Bryan: How many people’s payroll depends on Excel in some way, shape or form. I’m sure it’s very load bearing and perhaps less load bearing than it was historically, but yeah, that’s another example where we could really use a lot more rigor. And I think that we’re going to see Rust inspired language. And I think that the big statement that Rust has made is like, “Hey, you don’t have to choose between some of these things.” And especially the the ownership model gets fleshed out from the perspective of implementation.
And especially as people then wrap their heads around it cognitively. Part of the reason that Rust is a bigger cognitive lift is because it is the first language to really use this and really have this. And you do have to kind of wrap your brain around it, but once you do it opens up new vistas. So I think that they’re going to be other languages that adopt a similar model. And as you say, no more, no pointers would be great.
Random questions: Uber, Amazon, Oracle, GPL, Microsoft
Adam: Preparing for this interview I went onto YouTube and I watched a whole bunch of your talks.
Bryan: That can be dangerous.
Adam: I know it can totally be dangerous. So I’m just going to throw out some questions that have nothing to do with what we’re talking about, see how it goes.

**Data excerpt**.
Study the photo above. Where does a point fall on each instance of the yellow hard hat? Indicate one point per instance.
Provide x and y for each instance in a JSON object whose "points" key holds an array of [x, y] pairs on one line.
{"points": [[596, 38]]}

**Exercise goal**. Please pick up the interview transcript on Rust and programming languages where it stops, after Adam's line ending "see how it goes."

**Answer to the problem**.
Bryan: Sure, absolutely.
Adam: So should I invest in the stock market in either Oracle or Uber? What would be your preference?
Bryan: Oh boy. I have been saying for a long time that Uber is going to be the poster child of the coming bust. And I think that Uber has, and I think we’re seeing this with just that the business model there is zero barrier to entry. There is not much network effect. There is perfect rider competition and perfect driver competition. So I think Uber has really disrupted obviously delivery, as has Lyft, but it’s not clear if they themselves can endure being disrupted by the next wave. And Uber is doing a lot of crazy things that have got nothing to do with that kind of core business.
I will not be an investor in the Uber IPO suffice it to say. Now I will say that I have, and I’ve learned this about myself many times over, I am often right on trajectory and I am often wrong on timing. So for all I know that Uber IPO will be some barn burner. And I thought that Bitcoin was unsafe at any speed in 2009. And if I could only have been like, “Okay, look fine. Bitcoin is not [inaudible 01:03:05].” Why don’t you take a hundred bucks instead of the Bitcoin in 2009, which is when I first heard about it.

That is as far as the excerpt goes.